- **TASK GOAL**
All lines of the material that contain "tree" must be copied out.

[Start of section]

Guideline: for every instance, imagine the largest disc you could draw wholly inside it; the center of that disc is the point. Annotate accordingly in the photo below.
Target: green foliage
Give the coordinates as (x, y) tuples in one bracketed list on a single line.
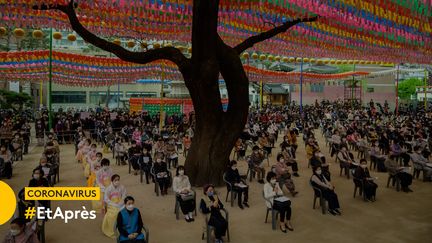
[(407, 88), (14, 100)]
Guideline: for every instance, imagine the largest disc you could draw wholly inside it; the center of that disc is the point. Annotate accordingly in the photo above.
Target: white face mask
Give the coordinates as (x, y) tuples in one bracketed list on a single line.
[(14, 232)]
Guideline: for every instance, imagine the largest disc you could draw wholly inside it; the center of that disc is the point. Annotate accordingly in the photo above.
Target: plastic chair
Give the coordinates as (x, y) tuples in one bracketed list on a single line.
[(145, 229), (395, 180), (208, 228), (177, 205), (274, 213), (318, 194)]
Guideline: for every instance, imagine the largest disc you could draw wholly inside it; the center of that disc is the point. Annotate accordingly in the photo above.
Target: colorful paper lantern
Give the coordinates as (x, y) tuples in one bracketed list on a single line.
[(3, 31), (71, 37), (19, 33), (37, 34), (131, 43), (57, 35)]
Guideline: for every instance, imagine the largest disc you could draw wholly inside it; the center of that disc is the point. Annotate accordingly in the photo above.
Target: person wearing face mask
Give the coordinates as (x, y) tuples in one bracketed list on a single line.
[(283, 175), (184, 193), (276, 200), (39, 180), (421, 162), (362, 173), (171, 153), (379, 157), (256, 163), (327, 189), (114, 199), (103, 180), (20, 233), (129, 223), (233, 177), (212, 205), (162, 174)]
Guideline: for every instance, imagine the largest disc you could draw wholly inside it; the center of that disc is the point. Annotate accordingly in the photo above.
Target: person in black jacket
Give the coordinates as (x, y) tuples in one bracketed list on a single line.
[(362, 173), (213, 207), (238, 185)]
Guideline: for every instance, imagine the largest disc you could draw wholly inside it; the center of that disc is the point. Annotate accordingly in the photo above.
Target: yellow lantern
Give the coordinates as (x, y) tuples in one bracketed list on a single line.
[(117, 42), (71, 37), (37, 34), (131, 43), (143, 45), (57, 35), (3, 31), (19, 33)]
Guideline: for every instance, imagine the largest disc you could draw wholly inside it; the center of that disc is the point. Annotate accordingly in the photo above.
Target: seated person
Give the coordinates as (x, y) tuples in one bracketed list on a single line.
[(346, 159), (283, 175), (256, 163), (212, 205), (279, 202), (120, 151), (362, 173), (134, 156), (184, 193), (238, 185), (419, 160), (327, 189), (287, 153), (402, 173), (129, 223), (20, 232), (397, 150), (162, 174)]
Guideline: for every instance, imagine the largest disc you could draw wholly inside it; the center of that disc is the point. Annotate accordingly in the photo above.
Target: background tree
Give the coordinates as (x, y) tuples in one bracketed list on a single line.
[(407, 88), (14, 100), (216, 130)]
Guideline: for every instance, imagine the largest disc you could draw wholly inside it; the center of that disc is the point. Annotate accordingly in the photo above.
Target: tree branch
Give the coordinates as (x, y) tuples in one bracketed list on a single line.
[(251, 41), (167, 53)]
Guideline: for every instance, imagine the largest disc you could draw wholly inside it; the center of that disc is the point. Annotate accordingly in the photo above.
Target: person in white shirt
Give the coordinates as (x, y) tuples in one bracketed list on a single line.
[(184, 193), (276, 200)]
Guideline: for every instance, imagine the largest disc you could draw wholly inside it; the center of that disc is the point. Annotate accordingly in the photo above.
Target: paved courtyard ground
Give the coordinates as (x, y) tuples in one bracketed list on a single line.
[(394, 217)]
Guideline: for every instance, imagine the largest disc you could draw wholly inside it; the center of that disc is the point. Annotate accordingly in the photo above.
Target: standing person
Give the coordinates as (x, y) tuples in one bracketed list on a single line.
[(238, 185), (212, 205), (362, 173), (279, 202), (327, 189), (113, 197), (129, 223), (184, 193), (20, 232)]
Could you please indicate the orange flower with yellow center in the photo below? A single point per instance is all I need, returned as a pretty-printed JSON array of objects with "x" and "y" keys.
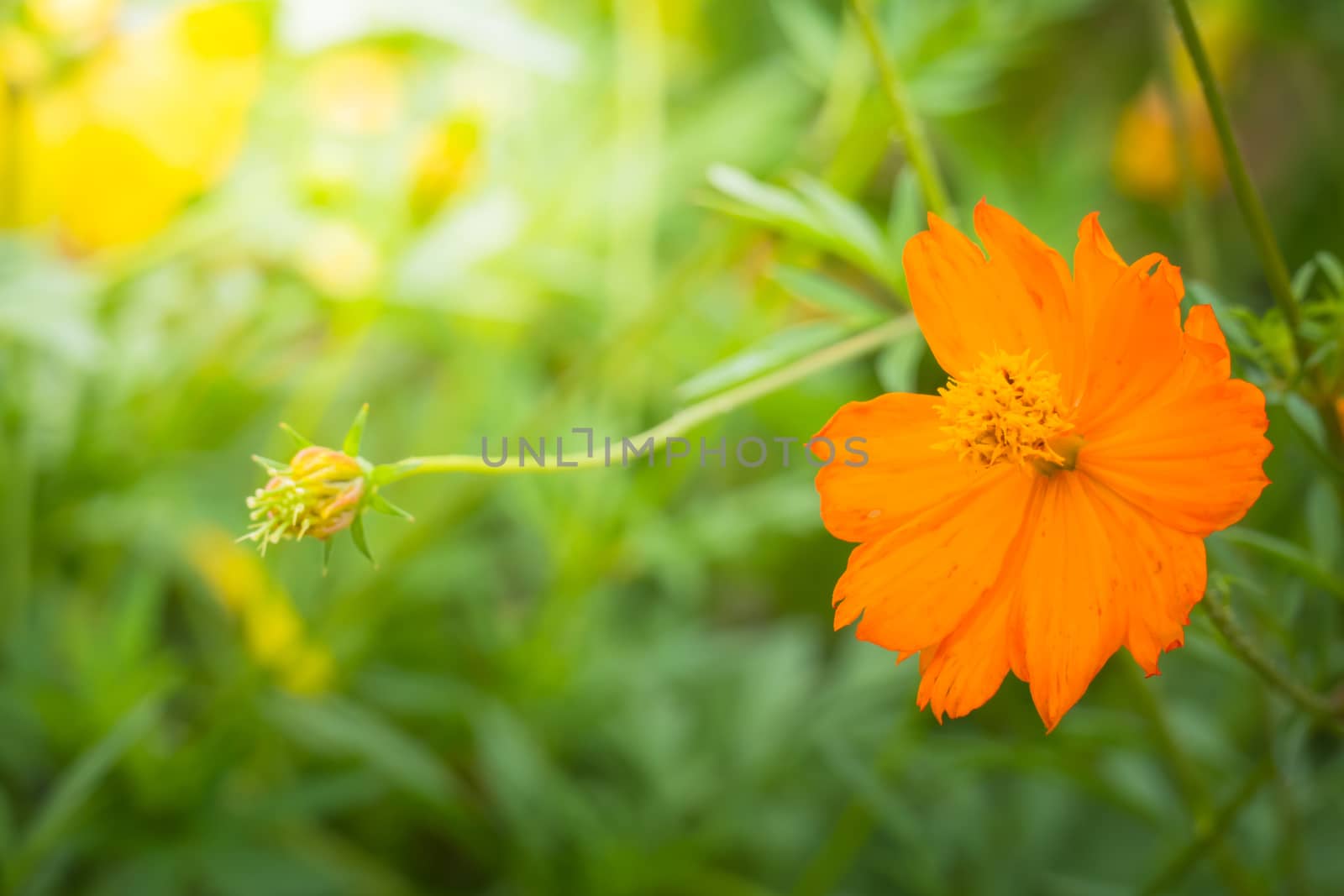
[{"x": 1050, "y": 504}]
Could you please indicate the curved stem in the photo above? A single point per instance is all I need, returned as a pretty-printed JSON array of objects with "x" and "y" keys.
[
  {"x": 906, "y": 121},
  {"x": 680, "y": 422},
  {"x": 1247, "y": 199},
  {"x": 1240, "y": 641}
]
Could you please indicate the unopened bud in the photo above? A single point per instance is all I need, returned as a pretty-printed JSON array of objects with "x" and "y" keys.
[{"x": 318, "y": 495}]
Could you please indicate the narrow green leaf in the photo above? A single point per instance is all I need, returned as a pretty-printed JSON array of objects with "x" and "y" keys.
[
  {"x": 1303, "y": 278},
  {"x": 904, "y": 217},
  {"x": 356, "y": 533},
  {"x": 1290, "y": 558},
  {"x": 77, "y": 786},
  {"x": 295, "y": 434},
  {"x": 356, "y": 432},
  {"x": 269, "y": 465},
  {"x": 378, "y": 503},
  {"x": 342, "y": 727},
  {"x": 827, "y": 295},
  {"x": 898, "y": 365},
  {"x": 850, "y": 224},
  {"x": 774, "y": 203},
  {"x": 769, "y": 354},
  {"x": 1332, "y": 269}
]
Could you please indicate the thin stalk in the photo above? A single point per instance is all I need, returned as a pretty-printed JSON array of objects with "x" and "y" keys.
[
  {"x": 1211, "y": 836},
  {"x": 1247, "y": 199},
  {"x": 1194, "y": 211},
  {"x": 1249, "y": 652},
  {"x": 1253, "y": 211},
  {"x": 1198, "y": 801},
  {"x": 906, "y": 123},
  {"x": 683, "y": 421}
]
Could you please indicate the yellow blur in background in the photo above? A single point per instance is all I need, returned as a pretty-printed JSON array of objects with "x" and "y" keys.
[{"x": 108, "y": 149}]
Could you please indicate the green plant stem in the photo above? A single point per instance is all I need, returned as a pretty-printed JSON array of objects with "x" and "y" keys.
[
  {"x": 680, "y": 422},
  {"x": 1198, "y": 801},
  {"x": 1249, "y": 652},
  {"x": 906, "y": 121},
  {"x": 1247, "y": 199},
  {"x": 1194, "y": 210},
  {"x": 1253, "y": 211},
  {"x": 1213, "y": 835}
]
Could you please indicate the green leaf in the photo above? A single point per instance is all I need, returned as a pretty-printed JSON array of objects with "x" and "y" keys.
[
  {"x": 858, "y": 238},
  {"x": 1303, "y": 278},
  {"x": 904, "y": 217},
  {"x": 356, "y": 432},
  {"x": 769, "y": 354},
  {"x": 269, "y": 465},
  {"x": 826, "y": 293},
  {"x": 770, "y": 204},
  {"x": 378, "y": 503},
  {"x": 295, "y": 434},
  {"x": 356, "y": 533},
  {"x": 77, "y": 786},
  {"x": 343, "y": 727},
  {"x": 1290, "y": 558},
  {"x": 1332, "y": 269},
  {"x": 898, "y": 365}
]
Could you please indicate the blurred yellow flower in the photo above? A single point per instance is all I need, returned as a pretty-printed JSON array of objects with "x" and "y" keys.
[
  {"x": 445, "y": 160},
  {"x": 339, "y": 259},
  {"x": 1146, "y": 159},
  {"x": 76, "y": 19},
  {"x": 150, "y": 121},
  {"x": 356, "y": 92},
  {"x": 273, "y": 631}
]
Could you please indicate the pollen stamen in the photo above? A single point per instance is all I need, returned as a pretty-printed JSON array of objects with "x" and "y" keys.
[{"x": 1008, "y": 410}]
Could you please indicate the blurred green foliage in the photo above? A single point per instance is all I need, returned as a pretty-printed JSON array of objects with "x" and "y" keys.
[{"x": 514, "y": 217}]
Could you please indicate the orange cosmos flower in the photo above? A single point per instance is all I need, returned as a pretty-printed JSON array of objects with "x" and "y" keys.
[{"x": 1050, "y": 504}]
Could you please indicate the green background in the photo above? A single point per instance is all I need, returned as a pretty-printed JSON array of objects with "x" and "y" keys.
[{"x": 627, "y": 681}]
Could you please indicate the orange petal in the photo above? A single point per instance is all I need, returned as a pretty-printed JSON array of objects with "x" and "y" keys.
[
  {"x": 1068, "y": 610},
  {"x": 965, "y": 668},
  {"x": 1097, "y": 266},
  {"x": 904, "y": 474},
  {"x": 967, "y": 307},
  {"x": 914, "y": 584},
  {"x": 1166, "y": 575},
  {"x": 1021, "y": 265},
  {"x": 1205, "y": 338},
  {"x": 1193, "y": 454},
  {"x": 1136, "y": 343}
]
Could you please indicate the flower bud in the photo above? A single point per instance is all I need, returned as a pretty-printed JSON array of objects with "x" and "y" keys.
[{"x": 318, "y": 495}]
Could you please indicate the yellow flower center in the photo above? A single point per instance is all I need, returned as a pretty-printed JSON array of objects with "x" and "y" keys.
[{"x": 1007, "y": 410}]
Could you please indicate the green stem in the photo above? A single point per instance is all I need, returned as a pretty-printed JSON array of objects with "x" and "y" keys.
[
  {"x": 1194, "y": 212},
  {"x": 1247, "y": 199},
  {"x": 906, "y": 121},
  {"x": 1253, "y": 210},
  {"x": 1191, "y": 786},
  {"x": 680, "y": 422},
  {"x": 1240, "y": 641},
  {"x": 1213, "y": 835}
]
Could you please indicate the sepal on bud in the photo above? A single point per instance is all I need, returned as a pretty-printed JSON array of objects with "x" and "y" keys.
[{"x": 319, "y": 493}]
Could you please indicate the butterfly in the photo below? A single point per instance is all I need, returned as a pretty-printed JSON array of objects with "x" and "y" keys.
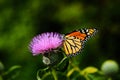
[{"x": 73, "y": 42}]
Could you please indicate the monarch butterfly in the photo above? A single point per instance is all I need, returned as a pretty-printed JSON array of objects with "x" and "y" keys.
[{"x": 73, "y": 42}]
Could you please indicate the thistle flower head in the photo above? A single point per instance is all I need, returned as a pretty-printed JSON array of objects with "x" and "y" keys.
[{"x": 45, "y": 42}]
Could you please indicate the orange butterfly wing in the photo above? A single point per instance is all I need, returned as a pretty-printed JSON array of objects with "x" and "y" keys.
[{"x": 73, "y": 42}]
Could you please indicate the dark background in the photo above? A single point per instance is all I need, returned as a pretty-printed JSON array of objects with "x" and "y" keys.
[{"x": 21, "y": 20}]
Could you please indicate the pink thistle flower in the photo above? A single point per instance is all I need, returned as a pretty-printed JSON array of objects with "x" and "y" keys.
[{"x": 45, "y": 42}]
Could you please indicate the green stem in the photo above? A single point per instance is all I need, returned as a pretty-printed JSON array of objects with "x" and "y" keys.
[{"x": 54, "y": 74}]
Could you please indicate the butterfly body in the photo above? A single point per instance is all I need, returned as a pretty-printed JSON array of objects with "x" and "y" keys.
[{"x": 74, "y": 41}]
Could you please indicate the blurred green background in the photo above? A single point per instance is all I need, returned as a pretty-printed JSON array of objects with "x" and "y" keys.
[{"x": 21, "y": 20}]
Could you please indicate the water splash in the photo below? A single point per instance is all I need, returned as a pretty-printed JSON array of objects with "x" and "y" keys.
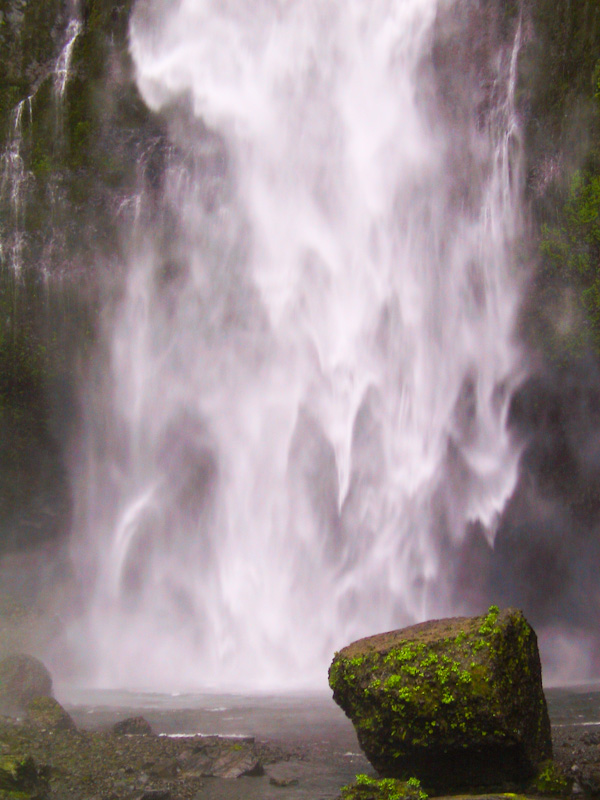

[End of section]

- **SOLVED EXERCISE**
Target: background tree
Target: tree branch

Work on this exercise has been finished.